Extracted data entries
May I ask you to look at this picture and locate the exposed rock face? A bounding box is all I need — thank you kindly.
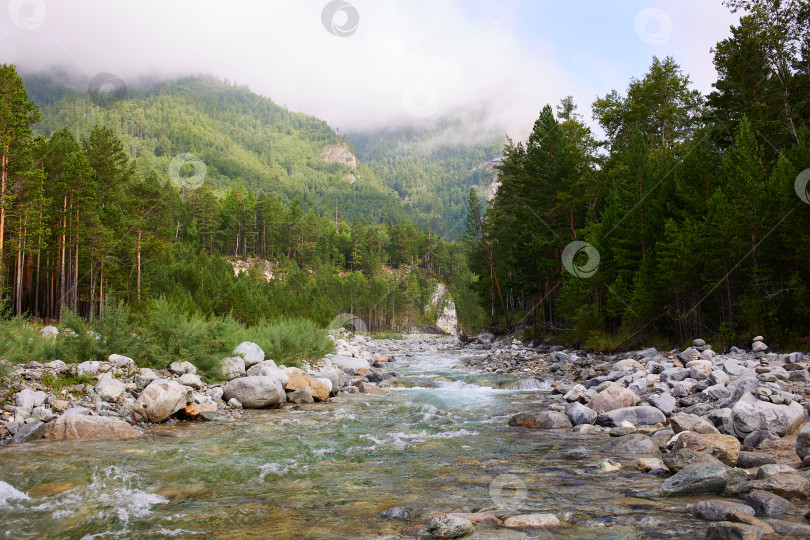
[430,283,459,336]
[45,415,143,441]
[320,144,357,170]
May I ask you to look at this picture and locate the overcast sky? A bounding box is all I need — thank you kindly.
[0,0,739,139]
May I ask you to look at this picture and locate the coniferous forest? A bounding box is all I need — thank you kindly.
[465,0,810,350]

**Work task:** Beginning with the line that contains "locate the coniferous", repeat every line through the end of the records and nothing more.

**Task answer:**
May I ask you to look at this picture and locate the coniferous forest? A bounding box is all I need — thank you kindly.
[465,0,810,350]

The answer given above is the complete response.